Excerpt provided -
****************************************

5.1. Experimental Setup

Currently, the standardisation efforts in the area of CMPs and context query languages are led by the ETSI CIM working group [28], where the NGSI-LD language originating from the FIWARE Orion [12] platform is the basis for the proposed standard. In CoaaS, the module that is responsible for data storage, caching, and retrieval is called the Context Storage Management System (CSMS) [29]. The query interface is based on a specifically designed Context Definition and Query Language (CDQL) [11]. Situations are inferred based on the Context Spaces Theory [30]. The main service, which is potentially commercialisable, is the access to contextual information, which is retrieved and processed by the platform. At the same time, this context is created from data which are supplied by external providers. In this sense, CoaaS provides an advanced API to IoT data.

Figure 17 depicts an overview of the CoaaS platform in an IoT ecosystem. As it is shown, context consumers send their contextual requirements to CoaaS as context queries, which are represented in CDQL. CDQL supports two types of queries, PULL-based query, where the query is only executed once on-demand, and PUSH-based query which enables continuous situation monitoring and asynchronous context delivery.

When the CoaaS platform is deployed for operation in an IoT ecosystem, none of the context consumers or context providers have full control over the platform. The platform provides access to contextual information by returning results of consumers’ queries; thus, the platform provides a service, that can be billed accordingly (e.g., per query or consumed resources). We used the context query load from [11] to test our proposed technique. The same use cases,

• Use case 1: School safety (context-aware school pickup management)—a smart IoT system that determines the safe alternatives to pick up children from school when the parent, guardian, or a pick-up person is late to arrive;
• Use case 2: Smart car parking recommendation—a context-aware IoT application that makes personalized suggestions of available parking slots to drivers or autonomous self-driving cars based on user preferences, car specifications, and related environmental conditions such as weather; and
• Use case 3: Smart car pre-conditioning—smart connected electrical vehicle pre-heating or cooling appropriately before a journey based on context related to the car’s location, driver’s location, driver’s calendar, weather conditions, etc.

****************************************

Supplied material -
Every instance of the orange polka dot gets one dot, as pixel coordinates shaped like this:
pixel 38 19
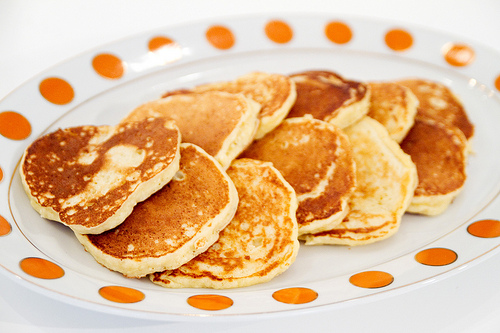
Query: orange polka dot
pixel 338 32
pixel 279 31
pixel 458 55
pixel 398 39
pixel 210 302
pixel 295 295
pixel 108 66
pixel 5 227
pixel 56 90
pixel 220 37
pixel 120 294
pixel 485 228
pixel 158 42
pixel 14 125
pixel 371 279
pixel 436 257
pixel 41 268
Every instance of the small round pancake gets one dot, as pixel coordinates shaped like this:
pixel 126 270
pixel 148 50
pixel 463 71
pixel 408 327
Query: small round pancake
pixel 440 154
pixel 221 123
pixel 257 245
pixel 274 92
pixel 394 106
pixel 172 226
pixel 386 181
pixel 328 96
pixel 90 177
pixel 438 102
pixel 315 157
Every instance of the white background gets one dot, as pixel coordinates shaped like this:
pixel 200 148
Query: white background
pixel 37 34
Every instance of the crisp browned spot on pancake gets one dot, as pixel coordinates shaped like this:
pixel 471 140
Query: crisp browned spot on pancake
pixel 438 102
pixel 315 157
pixel 394 106
pixel 439 152
pixel 172 226
pixel 90 177
pixel 328 96
pixel 259 243
pixel 386 180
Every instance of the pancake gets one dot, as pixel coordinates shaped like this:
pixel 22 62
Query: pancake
pixel 440 154
pixel 221 123
pixel 328 96
pixel 315 158
pixel 438 102
pixel 257 245
pixel 274 92
pixel 386 181
pixel 394 106
pixel 172 226
pixel 90 177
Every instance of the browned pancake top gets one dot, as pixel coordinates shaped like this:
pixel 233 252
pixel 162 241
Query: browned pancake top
pixel 269 90
pixel 62 165
pixel 439 154
pixel 173 215
pixel 322 93
pixel 261 235
pixel 439 103
pixel 384 96
pixel 204 119
pixel 303 150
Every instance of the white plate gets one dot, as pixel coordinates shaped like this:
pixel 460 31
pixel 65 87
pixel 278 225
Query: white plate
pixel 192 60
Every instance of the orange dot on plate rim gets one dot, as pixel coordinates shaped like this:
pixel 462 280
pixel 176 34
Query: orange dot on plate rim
pixel 56 90
pixel 119 294
pixel 41 268
pixel 14 125
pixel 338 32
pixel 371 279
pixel 458 55
pixel 398 39
pixel 5 227
pixel 158 42
pixel 295 295
pixel 497 83
pixel 436 256
pixel 279 31
pixel 220 37
pixel 210 302
pixel 108 66
pixel 485 228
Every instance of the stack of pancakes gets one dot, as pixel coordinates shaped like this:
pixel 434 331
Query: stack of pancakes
pixel 214 186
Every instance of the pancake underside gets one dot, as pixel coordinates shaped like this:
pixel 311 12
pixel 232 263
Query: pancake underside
pixel 386 180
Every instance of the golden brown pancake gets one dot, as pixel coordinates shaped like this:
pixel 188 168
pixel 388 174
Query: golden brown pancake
pixel 274 92
pixel 221 123
pixel 328 96
pixel 257 245
pixel 386 181
pixel 315 158
pixel 172 226
pixel 90 177
pixel 440 154
pixel 394 106
pixel 438 102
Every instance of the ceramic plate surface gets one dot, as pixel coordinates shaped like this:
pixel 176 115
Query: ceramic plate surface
pixel 104 84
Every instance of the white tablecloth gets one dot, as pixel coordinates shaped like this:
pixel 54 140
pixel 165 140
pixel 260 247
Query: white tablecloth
pixel 37 34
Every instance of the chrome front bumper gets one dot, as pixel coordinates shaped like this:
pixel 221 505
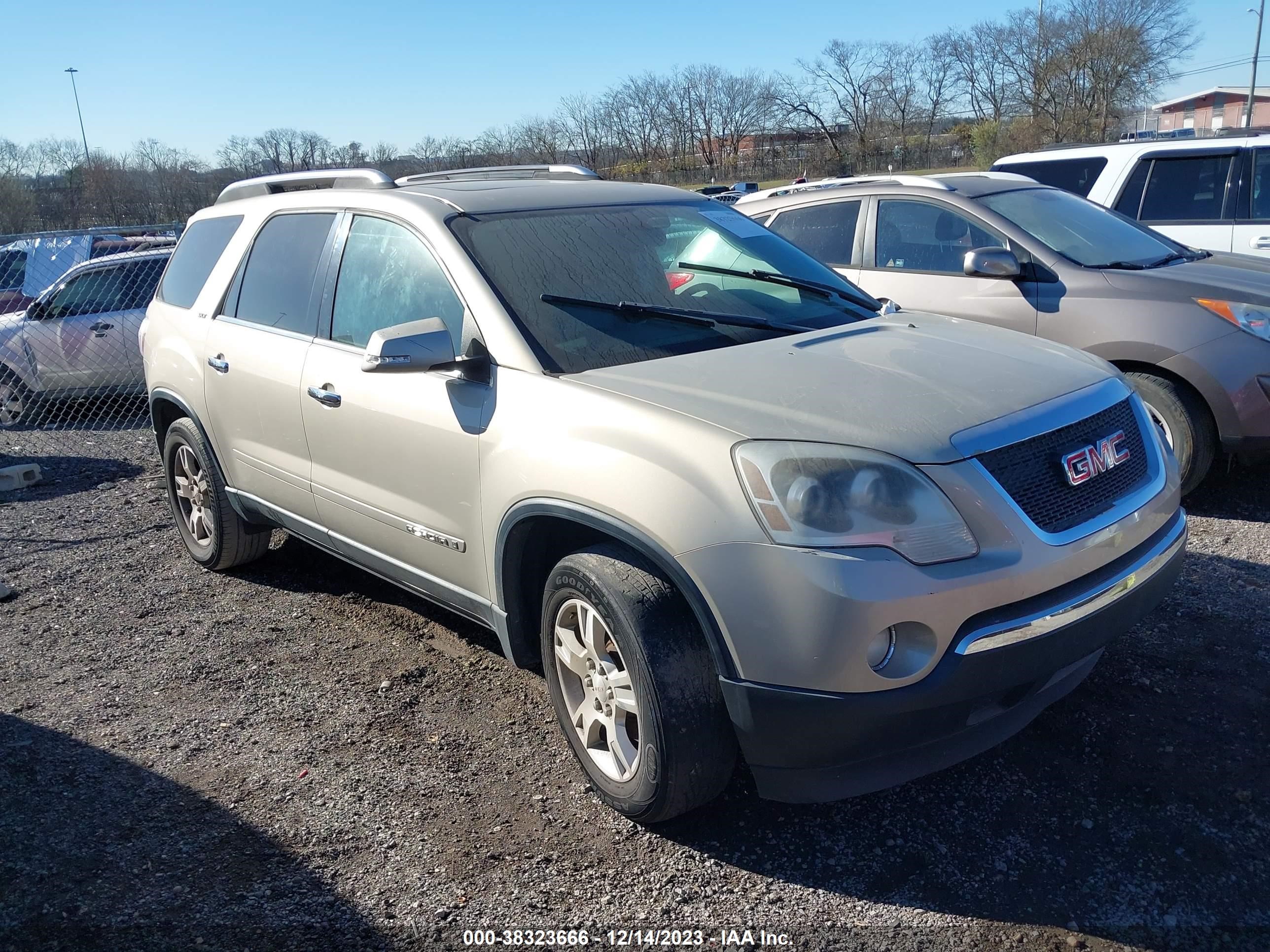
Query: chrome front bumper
pixel 1083 606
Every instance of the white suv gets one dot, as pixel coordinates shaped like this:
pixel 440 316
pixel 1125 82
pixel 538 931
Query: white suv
pixel 1212 193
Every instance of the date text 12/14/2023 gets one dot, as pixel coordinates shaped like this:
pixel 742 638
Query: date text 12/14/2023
pixel 718 938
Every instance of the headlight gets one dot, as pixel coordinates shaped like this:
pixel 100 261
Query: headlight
pixel 823 495
pixel 1255 319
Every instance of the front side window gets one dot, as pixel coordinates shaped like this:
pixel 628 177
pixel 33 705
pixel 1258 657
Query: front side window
pixel 1262 184
pixel 1074 174
pixel 1080 230
pixel 1191 188
pixel 196 254
pixel 825 232
pixel 13 270
pixel 276 289
pixel 389 277
pixel 588 262
pixel 924 237
pixel 96 292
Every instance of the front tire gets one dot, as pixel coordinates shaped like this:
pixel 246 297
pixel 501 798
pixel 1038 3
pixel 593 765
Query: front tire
pixel 215 536
pixel 1183 420
pixel 634 686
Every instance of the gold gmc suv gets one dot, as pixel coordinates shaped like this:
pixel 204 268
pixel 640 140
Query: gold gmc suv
pixel 723 497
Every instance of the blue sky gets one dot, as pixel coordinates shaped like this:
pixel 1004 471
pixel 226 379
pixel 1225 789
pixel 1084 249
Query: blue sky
pixel 192 74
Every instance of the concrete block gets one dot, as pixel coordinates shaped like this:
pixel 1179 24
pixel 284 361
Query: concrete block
pixel 19 476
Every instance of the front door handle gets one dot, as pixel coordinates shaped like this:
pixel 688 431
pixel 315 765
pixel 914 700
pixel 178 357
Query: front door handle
pixel 324 397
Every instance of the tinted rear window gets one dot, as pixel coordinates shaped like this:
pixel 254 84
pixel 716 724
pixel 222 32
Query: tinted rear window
pixel 1187 190
pixel 825 232
pixel 196 256
pixel 13 270
pixel 277 283
pixel 1072 174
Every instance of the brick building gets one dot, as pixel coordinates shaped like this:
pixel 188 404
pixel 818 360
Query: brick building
pixel 1220 107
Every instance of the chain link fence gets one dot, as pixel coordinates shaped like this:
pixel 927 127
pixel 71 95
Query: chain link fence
pixel 71 305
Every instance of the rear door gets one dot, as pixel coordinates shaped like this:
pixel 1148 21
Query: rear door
pixel 830 232
pixel 1189 196
pixel 1251 232
pixel 256 356
pixel 915 250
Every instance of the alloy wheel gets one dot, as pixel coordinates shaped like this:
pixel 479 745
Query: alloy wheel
pixel 1161 424
pixel 193 495
pixel 598 690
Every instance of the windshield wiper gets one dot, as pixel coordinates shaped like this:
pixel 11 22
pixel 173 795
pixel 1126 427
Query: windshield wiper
pixel 1179 257
pixel 702 319
pixel 816 287
pixel 1119 266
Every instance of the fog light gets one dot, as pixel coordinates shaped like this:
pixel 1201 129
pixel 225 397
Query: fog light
pixel 882 649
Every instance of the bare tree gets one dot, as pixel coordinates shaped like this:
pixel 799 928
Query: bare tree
pixel 849 75
pixel 581 120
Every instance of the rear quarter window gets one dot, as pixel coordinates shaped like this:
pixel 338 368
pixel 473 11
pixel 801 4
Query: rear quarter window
pixel 196 254
pixel 1072 174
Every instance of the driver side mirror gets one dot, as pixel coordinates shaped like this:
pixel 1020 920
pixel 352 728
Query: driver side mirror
pixel 417 345
pixel 991 263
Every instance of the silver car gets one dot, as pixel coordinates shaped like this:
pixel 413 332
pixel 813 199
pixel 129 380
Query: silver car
pixel 747 512
pixel 79 338
pixel 1189 328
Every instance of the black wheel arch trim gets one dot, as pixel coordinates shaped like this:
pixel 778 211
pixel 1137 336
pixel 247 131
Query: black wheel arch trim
pixel 163 394
pixel 507 593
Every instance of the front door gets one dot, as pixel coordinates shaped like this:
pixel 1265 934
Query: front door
pixel 827 232
pixel 1251 234
pixel 916 259
pixel 254 358
pixel 1189 197
pixel 395 468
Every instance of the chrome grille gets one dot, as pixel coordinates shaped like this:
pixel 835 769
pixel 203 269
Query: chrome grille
pixel 1032 471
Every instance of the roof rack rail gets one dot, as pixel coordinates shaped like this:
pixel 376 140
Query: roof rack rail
pixel 292 181
pixel 502 172
pixel 989 174
pixel 821 184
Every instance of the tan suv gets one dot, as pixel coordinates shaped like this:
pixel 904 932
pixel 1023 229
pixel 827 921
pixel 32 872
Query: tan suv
pixel 863 545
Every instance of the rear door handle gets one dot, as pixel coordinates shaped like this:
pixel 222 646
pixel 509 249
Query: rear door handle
pixel 324 397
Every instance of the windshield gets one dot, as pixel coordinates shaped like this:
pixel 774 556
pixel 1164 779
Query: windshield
pixel 1080 230
pixel 585 258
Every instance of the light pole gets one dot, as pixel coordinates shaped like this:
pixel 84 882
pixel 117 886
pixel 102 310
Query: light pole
pixel 1256 51
pixel 73 71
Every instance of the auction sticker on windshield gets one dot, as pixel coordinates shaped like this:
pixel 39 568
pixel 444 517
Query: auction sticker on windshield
pixel 736 223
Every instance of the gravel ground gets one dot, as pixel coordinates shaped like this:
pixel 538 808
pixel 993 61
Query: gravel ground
pixel 298 756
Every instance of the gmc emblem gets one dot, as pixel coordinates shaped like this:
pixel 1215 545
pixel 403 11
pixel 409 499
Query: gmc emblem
pixel 1085 464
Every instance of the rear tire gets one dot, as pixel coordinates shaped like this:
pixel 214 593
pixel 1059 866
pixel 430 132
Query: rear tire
pixel 1184 420
pixel 628 667
pixel 16 403
pixel 215 536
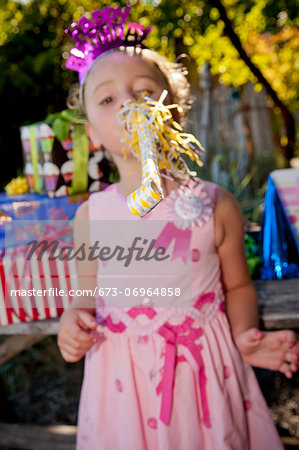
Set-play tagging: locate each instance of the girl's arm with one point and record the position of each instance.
(241, 298)
(77, 324)
(277, 350)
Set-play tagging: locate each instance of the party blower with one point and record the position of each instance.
(158, 142)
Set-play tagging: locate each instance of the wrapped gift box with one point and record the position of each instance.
(281, 226)
(287, 185)
(33, 209)
(34, 289)
(59, 167)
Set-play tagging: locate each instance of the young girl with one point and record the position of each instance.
(154, 378)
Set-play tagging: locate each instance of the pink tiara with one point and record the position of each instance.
(105, 32)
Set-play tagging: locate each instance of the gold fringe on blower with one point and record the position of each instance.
(158, 142)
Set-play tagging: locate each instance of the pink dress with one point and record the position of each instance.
(171, 378)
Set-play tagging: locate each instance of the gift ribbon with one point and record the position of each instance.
(165, 387)
(280, 247)
(182, 239)
(80, 158)
(34, 158)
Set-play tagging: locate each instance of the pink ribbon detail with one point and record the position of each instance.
(182, 240)
(165, 387)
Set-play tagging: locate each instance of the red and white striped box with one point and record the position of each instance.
(35, 288)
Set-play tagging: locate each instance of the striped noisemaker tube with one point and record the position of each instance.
(141, 201)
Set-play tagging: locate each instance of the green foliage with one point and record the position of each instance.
(34, 47)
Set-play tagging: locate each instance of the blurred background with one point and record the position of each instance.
(241, 56)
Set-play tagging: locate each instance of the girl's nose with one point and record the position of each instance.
(128, 97)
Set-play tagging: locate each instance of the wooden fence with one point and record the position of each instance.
(234, 126)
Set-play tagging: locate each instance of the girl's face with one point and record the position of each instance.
(113, 79)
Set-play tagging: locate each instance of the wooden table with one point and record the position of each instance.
(279, 308)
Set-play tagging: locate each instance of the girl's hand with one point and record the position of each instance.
(275, 350)
(76, 334)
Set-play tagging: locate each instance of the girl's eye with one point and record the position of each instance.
(106, 101)
(147, 92)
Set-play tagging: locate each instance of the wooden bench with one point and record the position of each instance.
(279, 308)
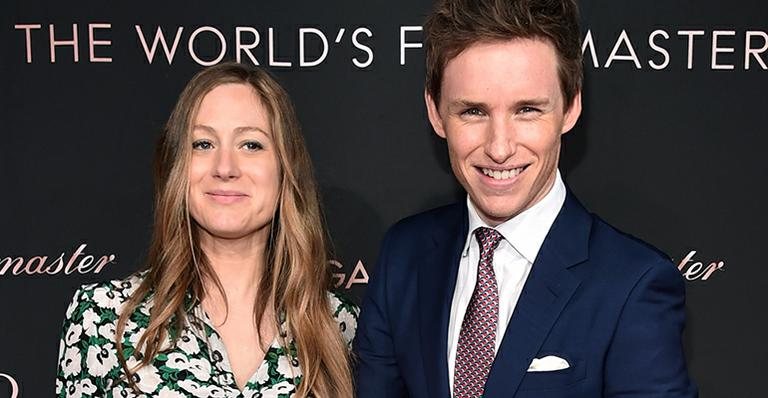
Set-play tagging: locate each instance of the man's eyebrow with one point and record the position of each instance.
(542, 101)
(464, 103)
(535, 102)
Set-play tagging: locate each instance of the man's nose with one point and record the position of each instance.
(501, 140)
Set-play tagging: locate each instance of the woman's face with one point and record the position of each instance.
(234, 176)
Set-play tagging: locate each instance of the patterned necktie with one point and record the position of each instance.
(477, 339)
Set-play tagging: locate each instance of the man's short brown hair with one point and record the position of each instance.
(455, 25)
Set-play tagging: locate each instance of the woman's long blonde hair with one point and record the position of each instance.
(296, 277)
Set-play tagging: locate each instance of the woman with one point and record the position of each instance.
(234, 300)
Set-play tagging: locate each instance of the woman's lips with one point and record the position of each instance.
(226, 197)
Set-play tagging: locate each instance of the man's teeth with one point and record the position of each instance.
(502, 175)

****************************************

Requirements -
(a) Print the part of the CoaaS experimental setup text starting with "Currently, the standardisation" and going on through "to IoT data.", word for word.
(b) Continue the text on the CoaaS experimental setup, beginning after its last sentence.

Results of the exercise -
(a)
Currently, the standardisation efforts in the area of CMPs and context query languages are led by the ETSI CIM working group [28], where the NGSI-LD language originating from the FIWARE Orion [12] platform is the basis for the proposed standard. In CoaaS, the module that is responsible for data storage, caching, and retrieval is called the Context Storage Management System (CSMS) [29]. The query interface is based on a specifically designed Context Definition and Query Language (CDQL) [11]. Situations are inferred based on the Context Spaces Theory [30]. The main service, which is potentially commercialisable, is the access to contextual information, which is retrieved and processed by the platform. At the same time, this context is created from data which are supplied by external providers. In this sense, CoaaS provides an advanced API to IoT data.

(b)
were considered. For further details about these use cases, query execution in CoaaS, and the definition of CDQL language, please refer to our previously published papers [11]. In this paper we focus on modelling the cost-efficiency of data retrieval and caching in CoaaS; nevertheless, the presented methods can be used in other CMPs as well because we implement a generic context retrieval strategy in our proof-of-concept. Context providers were setup and simulated using the IoT data simulator (https://github.com/IBA-Group-IT/IoT-data-simulator, accessed on 6 June 2023). Behaviours of the context providers were inspired by the real-world testing performed in [11].

To simulate the query load, which would be coming from a query engine to Context Storage and Management System (CSMS) in CoaaS in real life, we need to generate a stream or a dataset of CDQL requests, that are aiming to access a context attribute with a certain level of freshness. We intentionally separated experimental measurements from the real CoaaS platform prototype, to avoid potential influence caused by the interference of unforeseen factors. However, as we presented in our previous works [15,22,25], our proposed refreshing strategies and configuration can be used in real CMPs such as the CoaaS where previous versions have been tested with large real-world motivated scenarios, e.g., context-aware smart car parking recommendation [15].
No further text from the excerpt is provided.